# Dataset entries
------------------------------------------------------------------------

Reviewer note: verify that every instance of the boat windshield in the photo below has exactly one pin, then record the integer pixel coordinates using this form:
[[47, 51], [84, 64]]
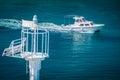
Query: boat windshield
[[83, 19], [86, 24], [78, 20], [81, 24], [91, 23]]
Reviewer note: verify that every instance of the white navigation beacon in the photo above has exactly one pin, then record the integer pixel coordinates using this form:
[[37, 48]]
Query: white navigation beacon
[[33, 46]]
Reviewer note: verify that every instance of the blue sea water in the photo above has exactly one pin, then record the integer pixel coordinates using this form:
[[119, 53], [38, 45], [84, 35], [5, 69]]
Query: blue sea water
[[73, 56]]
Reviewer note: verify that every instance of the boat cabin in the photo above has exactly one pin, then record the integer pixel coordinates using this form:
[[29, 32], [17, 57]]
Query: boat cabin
[[81, 21]]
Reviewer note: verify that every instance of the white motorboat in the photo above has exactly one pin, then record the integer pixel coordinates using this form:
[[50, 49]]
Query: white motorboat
[[82, 25]]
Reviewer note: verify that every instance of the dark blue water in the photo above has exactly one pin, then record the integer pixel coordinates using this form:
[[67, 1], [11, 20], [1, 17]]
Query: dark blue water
[[73, 56]]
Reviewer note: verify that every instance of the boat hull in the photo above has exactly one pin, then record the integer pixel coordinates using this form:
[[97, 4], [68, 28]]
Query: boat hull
[[84, 29]]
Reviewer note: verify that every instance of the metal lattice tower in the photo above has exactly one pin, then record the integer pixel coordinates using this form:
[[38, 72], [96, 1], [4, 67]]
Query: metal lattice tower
[[33, 46]]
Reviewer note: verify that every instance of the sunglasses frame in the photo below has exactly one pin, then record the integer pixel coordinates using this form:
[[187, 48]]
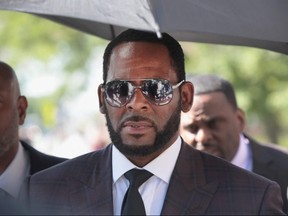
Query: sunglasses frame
[[104, 89]]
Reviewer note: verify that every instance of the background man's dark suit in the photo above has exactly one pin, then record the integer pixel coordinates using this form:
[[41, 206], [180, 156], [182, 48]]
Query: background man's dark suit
[[271, 163], [39, 160], [200, 184]]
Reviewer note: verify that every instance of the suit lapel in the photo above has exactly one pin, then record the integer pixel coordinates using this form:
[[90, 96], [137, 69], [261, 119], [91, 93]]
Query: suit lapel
[[91, 193], [261, 159], [188, 191]]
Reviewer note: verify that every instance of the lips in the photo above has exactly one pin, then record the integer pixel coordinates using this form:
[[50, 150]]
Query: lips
[[138, 124]]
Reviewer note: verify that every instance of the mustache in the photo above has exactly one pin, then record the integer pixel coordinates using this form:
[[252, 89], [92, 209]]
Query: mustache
[[205, 144], [136, 118]]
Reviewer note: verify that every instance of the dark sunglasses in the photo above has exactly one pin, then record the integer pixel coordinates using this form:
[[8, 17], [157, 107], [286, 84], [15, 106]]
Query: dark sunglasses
[[158, 91]]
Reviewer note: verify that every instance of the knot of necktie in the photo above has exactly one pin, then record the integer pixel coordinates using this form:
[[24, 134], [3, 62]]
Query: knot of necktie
[[132, 202]]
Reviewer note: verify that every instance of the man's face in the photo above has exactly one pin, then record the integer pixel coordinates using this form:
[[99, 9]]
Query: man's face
[[141, 128], [11, 114], [212, 125]]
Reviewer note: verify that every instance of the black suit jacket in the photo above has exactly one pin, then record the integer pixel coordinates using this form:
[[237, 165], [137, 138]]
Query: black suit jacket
[[272, 163], [200, 184], [40, 161]]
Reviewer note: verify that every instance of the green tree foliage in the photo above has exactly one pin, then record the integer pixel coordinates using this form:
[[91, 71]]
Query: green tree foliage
[[27, 39]]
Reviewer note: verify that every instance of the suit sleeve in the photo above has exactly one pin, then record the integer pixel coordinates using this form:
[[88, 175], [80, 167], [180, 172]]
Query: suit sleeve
[[272, 203]]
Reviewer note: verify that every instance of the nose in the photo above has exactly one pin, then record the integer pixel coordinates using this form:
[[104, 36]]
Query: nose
[[138, 101]]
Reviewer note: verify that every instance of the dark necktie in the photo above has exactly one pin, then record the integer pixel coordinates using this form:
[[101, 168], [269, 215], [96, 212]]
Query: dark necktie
[[132, 202]]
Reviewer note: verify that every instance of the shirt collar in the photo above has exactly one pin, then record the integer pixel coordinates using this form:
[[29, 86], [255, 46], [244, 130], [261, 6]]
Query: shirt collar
[[242, 157], [120, 164], [14, 175]]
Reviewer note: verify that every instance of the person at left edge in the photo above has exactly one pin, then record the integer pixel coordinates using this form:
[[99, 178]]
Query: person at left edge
[[18, 159]]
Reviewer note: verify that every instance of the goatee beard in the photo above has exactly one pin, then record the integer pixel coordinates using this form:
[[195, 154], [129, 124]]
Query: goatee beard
[[162, 137]]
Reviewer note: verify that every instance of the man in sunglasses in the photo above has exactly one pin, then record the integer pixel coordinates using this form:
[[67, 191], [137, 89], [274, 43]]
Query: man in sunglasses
[[148, 169]]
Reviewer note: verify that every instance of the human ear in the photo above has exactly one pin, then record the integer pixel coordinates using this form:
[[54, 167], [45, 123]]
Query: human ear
[[241, 118], [187, 95], [101, 98]]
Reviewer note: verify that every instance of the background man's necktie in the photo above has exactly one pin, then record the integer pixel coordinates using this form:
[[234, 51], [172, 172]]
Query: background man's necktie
[[132, 202]]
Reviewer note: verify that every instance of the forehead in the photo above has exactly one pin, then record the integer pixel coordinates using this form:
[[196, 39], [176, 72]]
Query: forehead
[[133, 60], [7, 81]]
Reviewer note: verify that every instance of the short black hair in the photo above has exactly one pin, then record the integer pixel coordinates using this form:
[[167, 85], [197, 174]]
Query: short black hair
[[131, 35], [206, 83]]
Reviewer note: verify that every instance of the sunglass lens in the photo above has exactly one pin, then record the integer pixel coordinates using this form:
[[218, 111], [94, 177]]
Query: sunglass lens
[[158, 91], [118, 92]]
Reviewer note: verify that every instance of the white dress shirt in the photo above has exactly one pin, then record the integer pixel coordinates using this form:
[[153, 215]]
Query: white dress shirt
[[243, 157], [12, 178], [153, 191]]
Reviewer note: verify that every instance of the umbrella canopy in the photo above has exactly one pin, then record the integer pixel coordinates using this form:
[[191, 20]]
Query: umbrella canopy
[[257, 23]]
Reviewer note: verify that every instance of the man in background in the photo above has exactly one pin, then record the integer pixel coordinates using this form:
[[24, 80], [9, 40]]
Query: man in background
[[18, 159], [215, 125]]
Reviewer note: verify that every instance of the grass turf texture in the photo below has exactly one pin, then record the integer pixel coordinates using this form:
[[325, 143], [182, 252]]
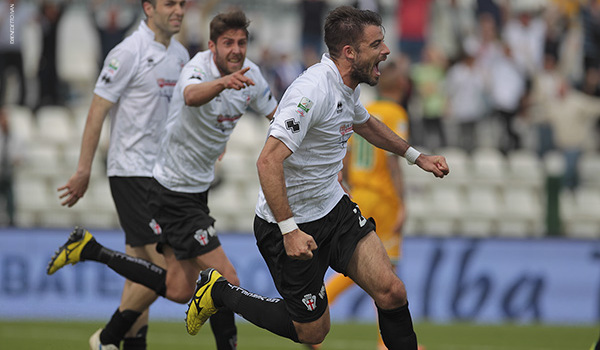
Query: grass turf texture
[[25, 335]]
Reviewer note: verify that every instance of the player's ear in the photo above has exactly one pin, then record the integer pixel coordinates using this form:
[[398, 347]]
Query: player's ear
[[349, 52]]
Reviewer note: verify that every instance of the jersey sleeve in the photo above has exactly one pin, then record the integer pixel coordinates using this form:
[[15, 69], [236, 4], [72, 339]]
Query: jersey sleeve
[[360, 112], [191, 74], [263, 103], [295, 115], [119, 68]]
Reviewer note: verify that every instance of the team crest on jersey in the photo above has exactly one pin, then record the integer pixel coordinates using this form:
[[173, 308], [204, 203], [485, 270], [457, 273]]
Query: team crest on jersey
[[203, 235], [310, 301], [155, 227]]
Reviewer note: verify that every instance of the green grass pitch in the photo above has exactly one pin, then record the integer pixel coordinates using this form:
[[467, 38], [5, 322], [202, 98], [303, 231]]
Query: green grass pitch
[[25, 335]]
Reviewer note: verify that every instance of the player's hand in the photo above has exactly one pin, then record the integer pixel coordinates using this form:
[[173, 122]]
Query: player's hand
[[433, 164], [237, 80], [299, 245], [74, 189]]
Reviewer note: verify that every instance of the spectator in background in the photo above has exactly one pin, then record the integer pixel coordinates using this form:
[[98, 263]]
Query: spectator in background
[[548, 85], [428, 77], [507, 90], [51, 90], [312, 14], [15, 15], [590, 20], [465, 90], [413, 18], [10, 156], [452, 21]]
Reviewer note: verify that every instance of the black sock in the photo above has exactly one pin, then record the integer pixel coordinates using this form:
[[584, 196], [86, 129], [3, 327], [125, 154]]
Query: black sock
[[396, 328], [223, 326], [139, 271], [268, 313], [96, 252], [119, 324], [134, 269], [138, 342]]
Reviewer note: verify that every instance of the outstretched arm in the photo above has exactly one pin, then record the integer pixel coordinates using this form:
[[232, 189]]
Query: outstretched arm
[[378, 134], [199, 94]]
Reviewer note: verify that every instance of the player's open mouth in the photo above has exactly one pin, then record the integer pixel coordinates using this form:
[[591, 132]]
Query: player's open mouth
[[376, 69]]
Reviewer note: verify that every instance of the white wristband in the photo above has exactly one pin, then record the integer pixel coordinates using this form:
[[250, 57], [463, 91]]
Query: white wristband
[[411, 155], [286, 226]]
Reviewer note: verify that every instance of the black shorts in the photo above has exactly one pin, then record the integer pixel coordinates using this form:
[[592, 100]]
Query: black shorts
[[300, 282], [130, 195], [183, 220]]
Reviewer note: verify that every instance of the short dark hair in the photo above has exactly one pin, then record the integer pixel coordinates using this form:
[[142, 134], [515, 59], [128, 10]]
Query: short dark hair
[[234, 19], [344, 26]]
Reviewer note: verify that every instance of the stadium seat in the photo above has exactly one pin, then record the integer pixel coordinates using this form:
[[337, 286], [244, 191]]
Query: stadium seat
[[489, 166], [589, 170], [525, 169], [21, 122]]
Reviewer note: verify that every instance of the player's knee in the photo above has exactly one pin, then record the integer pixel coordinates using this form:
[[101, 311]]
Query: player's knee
[[392, 296]]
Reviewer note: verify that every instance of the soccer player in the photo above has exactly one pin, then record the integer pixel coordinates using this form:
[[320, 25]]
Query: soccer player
[[304, 221], [374, 176], [213, 91], [134, 88]]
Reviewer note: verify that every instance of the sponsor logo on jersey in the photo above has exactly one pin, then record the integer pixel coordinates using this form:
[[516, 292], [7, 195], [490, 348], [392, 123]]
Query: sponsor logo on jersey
[[310, 301], [292, 125], [165, 82], [113, 64], [155, 227], [203, 235]]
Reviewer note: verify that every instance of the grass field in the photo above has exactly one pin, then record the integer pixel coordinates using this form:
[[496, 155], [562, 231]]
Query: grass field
[[26, 335]]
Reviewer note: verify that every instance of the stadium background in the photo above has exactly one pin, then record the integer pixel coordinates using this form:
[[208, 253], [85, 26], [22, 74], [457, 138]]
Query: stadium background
[[496, 242]]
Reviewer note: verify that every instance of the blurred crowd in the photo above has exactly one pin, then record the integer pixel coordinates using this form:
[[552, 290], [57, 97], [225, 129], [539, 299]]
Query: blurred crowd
[[478, 73]]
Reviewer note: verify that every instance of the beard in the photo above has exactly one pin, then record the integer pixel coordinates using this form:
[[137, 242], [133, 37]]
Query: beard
[[221, 63], [363, 73]]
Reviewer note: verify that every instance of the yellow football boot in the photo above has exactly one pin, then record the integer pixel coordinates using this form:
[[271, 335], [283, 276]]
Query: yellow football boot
[[69, 253], [202, 306]]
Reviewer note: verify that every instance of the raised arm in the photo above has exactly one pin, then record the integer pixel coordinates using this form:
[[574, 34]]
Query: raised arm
[[198, 94]]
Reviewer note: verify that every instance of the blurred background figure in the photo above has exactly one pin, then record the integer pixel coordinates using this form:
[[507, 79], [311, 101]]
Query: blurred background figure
[[428, 76], [465, 90], [51, 89], [312, 15], [15, 16], [412, 27], [112, 22], [10, 157]]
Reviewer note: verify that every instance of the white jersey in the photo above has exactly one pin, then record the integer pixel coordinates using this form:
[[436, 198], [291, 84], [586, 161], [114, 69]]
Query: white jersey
[[196, 136], [138, 76], [314, 120]]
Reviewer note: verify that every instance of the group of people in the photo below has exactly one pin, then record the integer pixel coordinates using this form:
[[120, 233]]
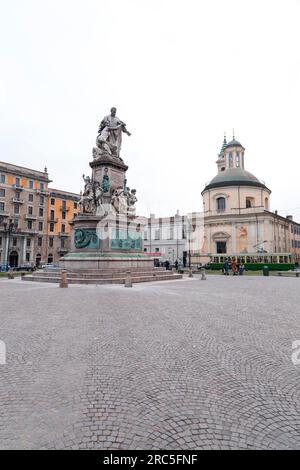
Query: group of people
[[237, 269]]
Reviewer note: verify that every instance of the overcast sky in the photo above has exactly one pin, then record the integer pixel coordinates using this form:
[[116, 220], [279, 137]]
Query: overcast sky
[[180, 74]]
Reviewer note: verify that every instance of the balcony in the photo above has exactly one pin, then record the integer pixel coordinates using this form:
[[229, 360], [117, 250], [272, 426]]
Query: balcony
[[42, 192], [62, 250], [4, 214], [18, 187], [17, 201], [63, 234]]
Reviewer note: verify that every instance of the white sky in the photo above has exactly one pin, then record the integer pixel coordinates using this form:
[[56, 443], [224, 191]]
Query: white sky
[[180, 73]]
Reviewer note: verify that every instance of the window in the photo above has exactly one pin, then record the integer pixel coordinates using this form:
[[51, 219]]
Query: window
[[266, 204], [221, 204], [221, 247]]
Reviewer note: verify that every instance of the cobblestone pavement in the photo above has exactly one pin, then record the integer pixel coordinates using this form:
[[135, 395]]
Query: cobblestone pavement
[[173, 365]]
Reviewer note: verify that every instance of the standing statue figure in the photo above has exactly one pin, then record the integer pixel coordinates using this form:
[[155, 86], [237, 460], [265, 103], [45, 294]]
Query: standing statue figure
[[119, 201], [131, 200], [86, 202], [110, 133]]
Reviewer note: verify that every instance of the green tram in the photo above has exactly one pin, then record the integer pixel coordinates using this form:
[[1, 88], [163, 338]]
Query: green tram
[[255, 261]]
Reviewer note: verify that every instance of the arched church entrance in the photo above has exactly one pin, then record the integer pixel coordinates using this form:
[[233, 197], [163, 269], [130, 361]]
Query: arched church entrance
[[13, 259]]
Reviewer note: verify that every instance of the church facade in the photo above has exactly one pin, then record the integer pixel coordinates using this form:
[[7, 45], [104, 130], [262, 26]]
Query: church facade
[[238, 220]]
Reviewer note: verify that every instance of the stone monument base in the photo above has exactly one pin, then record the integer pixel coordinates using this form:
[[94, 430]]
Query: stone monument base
[[108, 261]]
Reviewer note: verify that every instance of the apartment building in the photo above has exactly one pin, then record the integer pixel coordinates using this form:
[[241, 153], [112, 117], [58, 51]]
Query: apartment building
[[27, 235]]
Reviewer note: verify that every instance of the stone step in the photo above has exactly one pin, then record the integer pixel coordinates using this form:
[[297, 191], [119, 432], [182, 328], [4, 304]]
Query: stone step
[[113, 280], [72, 275]]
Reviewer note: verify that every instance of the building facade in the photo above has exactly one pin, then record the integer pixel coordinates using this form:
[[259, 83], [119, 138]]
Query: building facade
[[236, 219], [26, 235], [236, 208]]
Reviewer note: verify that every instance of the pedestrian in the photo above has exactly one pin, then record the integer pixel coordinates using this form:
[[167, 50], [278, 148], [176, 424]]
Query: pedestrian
[[234, 267], [241, 269], [226, 267]]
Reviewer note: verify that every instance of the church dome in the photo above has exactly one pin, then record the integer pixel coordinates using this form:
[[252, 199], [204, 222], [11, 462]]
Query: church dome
[[233, 143], [234, 177]]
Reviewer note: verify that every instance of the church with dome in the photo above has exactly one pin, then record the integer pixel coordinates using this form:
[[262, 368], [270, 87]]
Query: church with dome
[[237, 216]]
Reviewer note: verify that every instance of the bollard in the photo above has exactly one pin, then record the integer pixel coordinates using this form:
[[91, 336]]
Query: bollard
[[64, 279], [128, 280]]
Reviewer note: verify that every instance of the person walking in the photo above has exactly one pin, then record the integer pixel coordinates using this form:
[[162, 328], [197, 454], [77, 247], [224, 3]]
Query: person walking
[[241, 269], [234, 267], [226, 267]]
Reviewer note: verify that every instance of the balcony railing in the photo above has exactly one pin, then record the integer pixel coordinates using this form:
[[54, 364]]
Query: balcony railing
[[4, 214], [62, 250], [17, 201], [18, 187]]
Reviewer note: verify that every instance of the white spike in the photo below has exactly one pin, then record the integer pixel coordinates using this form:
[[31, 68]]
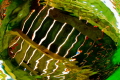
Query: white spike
[[72, 45], [31, 56], [34, 20], [65, 40], [48, 61], [79, 47], [47, 32], [19, 49], [24, 55], [27, 19], [37, 62], [56, 36], [55, 68], [34, 34]]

------------------------------------------------------------------------

# What the exercise asks
Only the lines from the line with "Reviewer note: verify that every instance of the white spike" through the end of the entries above, copied exactly and with both ends included, belong in the response; the pictures do not.

# Output for this exercise
Reviewer note: verify that every instance of the white spike in the photo below has exactly one pin, then record the integer pixel coordinates using this form:
[[31, 68]]
Query: white spike
[[72, 45], [31, 56], [34, 20], [65, 40], [48, 61], [79, 47], [47, 32], [19, 49], [24, 55], [27, 19], [37, 62], [56, 36], [55, 68], [34, 34]]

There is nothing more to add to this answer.